◆ **Description of the task**
Reproduce, character for character, the items from the line with "TARGET = hair topknot bun" through the last line of the items.

◆ **Records for processing**
- - -

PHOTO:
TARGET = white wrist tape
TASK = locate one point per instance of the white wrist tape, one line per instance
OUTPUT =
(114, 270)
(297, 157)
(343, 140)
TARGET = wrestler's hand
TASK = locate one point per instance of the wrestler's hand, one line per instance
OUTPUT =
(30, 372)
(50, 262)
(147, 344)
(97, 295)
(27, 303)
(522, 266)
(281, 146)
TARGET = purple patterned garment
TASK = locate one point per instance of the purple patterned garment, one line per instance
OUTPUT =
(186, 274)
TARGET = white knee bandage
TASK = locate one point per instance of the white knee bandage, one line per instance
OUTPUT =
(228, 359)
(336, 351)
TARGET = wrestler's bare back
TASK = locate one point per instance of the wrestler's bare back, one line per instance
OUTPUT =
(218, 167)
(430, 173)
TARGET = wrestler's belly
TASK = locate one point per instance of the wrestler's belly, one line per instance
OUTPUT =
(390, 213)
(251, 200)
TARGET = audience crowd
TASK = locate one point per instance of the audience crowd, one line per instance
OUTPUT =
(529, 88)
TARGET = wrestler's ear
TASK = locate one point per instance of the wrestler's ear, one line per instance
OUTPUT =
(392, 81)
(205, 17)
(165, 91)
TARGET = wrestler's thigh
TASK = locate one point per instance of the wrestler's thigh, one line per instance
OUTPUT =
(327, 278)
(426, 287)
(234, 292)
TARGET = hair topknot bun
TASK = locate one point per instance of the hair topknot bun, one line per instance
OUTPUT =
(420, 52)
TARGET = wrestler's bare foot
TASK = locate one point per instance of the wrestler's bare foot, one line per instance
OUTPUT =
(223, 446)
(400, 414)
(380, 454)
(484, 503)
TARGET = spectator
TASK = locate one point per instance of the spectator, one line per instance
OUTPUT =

- - -

◆ **Output below**
TARGET = hair topknot bun
TASK = locate one point per instance of the hair topknot bun, one line per instance
OUTPUT =
(420, 52)
TARGET = wrestler's bare foot
TASK = locate one point per instance of the wrestler's bare foot, one line per instance
OUTPUT =
(223, 446)
(400, 414)
(380, 454)
(484, 503)
TARGET = spectator
TASK = locate one point per instance of the spectator, one line per instance
OUTPUT =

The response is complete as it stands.